# Work to complete:
Could you return, exactly as written, only the lines from the one holding "323H874L865 322ZM956 314L784" through the final line of the records below?

# Records supplied:
------
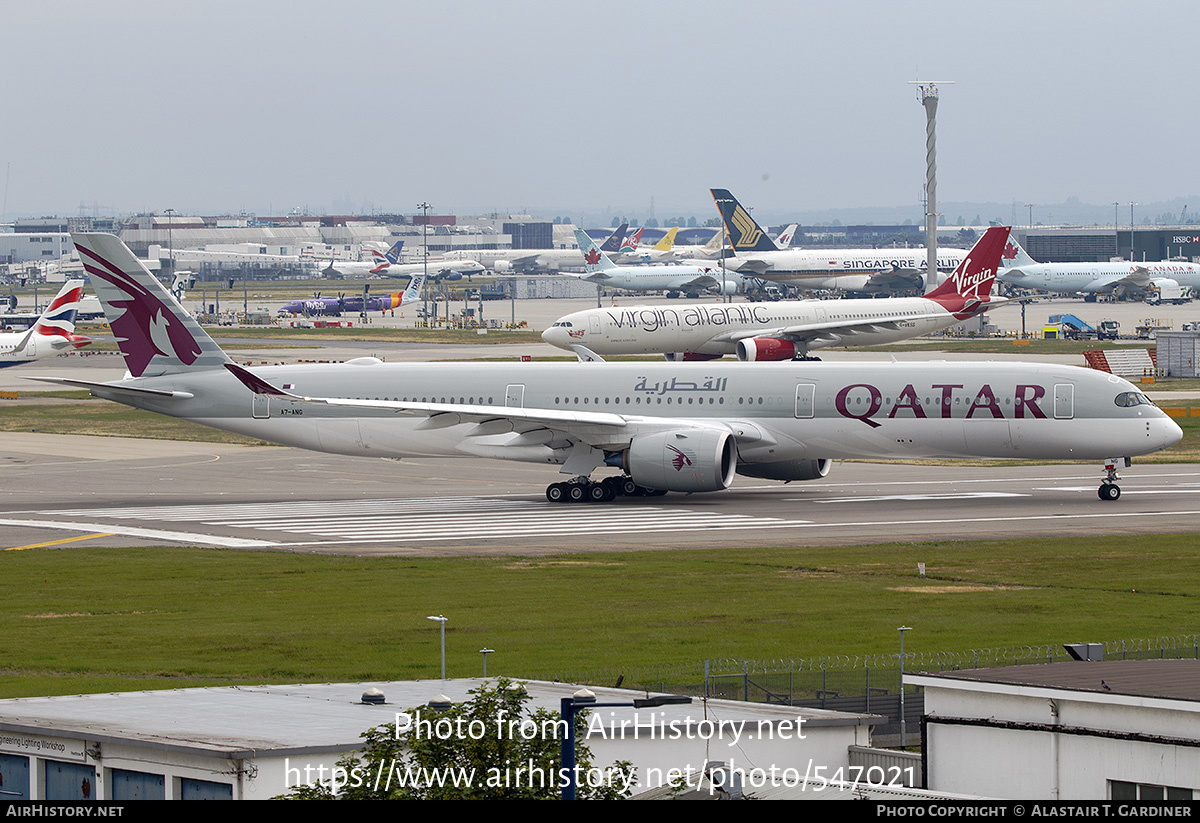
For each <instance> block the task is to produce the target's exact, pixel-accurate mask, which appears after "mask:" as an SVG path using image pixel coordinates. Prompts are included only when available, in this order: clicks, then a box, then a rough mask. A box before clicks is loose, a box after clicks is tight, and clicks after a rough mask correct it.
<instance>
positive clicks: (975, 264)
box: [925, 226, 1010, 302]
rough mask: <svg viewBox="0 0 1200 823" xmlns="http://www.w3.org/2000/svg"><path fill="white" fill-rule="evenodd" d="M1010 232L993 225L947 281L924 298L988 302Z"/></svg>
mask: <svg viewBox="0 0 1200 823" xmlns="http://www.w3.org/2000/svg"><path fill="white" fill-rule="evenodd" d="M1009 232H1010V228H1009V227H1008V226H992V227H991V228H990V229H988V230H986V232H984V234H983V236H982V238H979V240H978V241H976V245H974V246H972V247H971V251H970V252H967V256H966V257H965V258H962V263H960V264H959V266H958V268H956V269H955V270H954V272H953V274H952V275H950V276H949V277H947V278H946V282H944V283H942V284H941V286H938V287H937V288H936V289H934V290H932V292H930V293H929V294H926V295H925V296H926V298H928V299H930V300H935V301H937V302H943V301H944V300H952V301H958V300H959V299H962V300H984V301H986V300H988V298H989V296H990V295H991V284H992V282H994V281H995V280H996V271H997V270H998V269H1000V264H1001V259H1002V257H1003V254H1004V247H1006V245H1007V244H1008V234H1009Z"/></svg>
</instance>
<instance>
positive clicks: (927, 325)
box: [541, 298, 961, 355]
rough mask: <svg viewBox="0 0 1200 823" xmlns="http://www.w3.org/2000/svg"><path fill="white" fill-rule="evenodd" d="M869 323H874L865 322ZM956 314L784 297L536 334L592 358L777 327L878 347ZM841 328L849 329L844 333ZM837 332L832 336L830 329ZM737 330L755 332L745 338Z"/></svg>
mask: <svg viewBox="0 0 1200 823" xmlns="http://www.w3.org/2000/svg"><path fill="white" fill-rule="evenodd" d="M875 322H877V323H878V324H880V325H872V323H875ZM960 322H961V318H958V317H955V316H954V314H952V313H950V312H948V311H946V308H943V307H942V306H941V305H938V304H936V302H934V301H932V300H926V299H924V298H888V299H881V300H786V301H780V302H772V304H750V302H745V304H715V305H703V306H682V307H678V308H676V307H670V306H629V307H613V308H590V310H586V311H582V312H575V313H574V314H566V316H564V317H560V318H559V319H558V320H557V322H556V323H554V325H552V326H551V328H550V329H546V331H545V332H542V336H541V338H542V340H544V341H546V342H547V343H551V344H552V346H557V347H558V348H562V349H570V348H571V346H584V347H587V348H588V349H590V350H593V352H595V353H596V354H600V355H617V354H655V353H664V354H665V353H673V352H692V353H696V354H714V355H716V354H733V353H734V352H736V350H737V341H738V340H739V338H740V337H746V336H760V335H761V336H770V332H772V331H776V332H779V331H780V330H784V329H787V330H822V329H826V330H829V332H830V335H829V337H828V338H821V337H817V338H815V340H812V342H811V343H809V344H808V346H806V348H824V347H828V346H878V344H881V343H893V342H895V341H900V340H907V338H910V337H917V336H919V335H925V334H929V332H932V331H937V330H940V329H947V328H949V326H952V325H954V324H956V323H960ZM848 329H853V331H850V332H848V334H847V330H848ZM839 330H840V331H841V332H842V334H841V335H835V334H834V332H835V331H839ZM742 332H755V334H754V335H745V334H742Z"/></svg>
------
# Your response:
rough mask: <svg viewBox="0 0 1200 823" xmlns="http://www.w3.org/2000/svg"><path fill="white" fill-rule="evenodd" d="M869 323H874L865 322ZM956 314L784 297L536 334L592 358L777 327L878 347ZM841 328L849 329L844 333ZM837 332L832 336L830 329ZM737 330L755 332L745 338Z"/></svg>
mask: <svg viewBox="0 0 1200 823" xmlns="http://www.w3.org/2000/svg"><path fill="white" fill-rule="evenodd" d="M875 322H877V323H878V324H880V325H872V323H875ZM960 322H961V318H958V317H955V316H954V314H952V313H950V312H948V311H946V308H943V307H942V306H941V305H938V304H936V302H934V301H932V300H926V299H924V298H888V299H881V300H786V301H780V302H772V304H750V302H745V304H715V305H703V306H682V307H678V308H676V307H670V306H629V307H613V308H590V310H586V311H582V312H575V313H574V314H566V316H564V317H560V318H559V319H558V320H557V322H556V323H554V325H552V326H551V328H550V329H546V331H545V332H542V336H541V338H542V340H544V341H546V342H547V343H551V344H552V346H557V347H558V348H562V349H570V348H571V346H584V347H587V348H588V349H590V350H593V352H595V353H596V354H600V355H617V354H655V353H664V354H665V353H673V352H692V353H696V354H714V355H716V354H733V353H734V352H736V350H737V341H738V340H739V338H740V337H746V336H760V335H761V336H770V332H772V331H776V332H779V331H780V330H784V329H787V330H822V329H826V330H829V332H830V335H829V337H828V338H821V337H817V338H815V340H812V342H811V343H809V344H808V346H806V348H824V347H828V346H878V344H881V343H893V342H895V341H900V340H907V338H910V337H917V336H919V335H925V334H929V332H932V331H937V330H940V329H947V328H949V326H952V325H954V324H956V323H960ZM848 329H853V331H850V332H848V334H847V330H848ZM839 330H840V331H841V332H842V334H841V335H835V334H834V332H835V331H839ZM742 332H755V334H754V335H745V334H742Z"/></svg>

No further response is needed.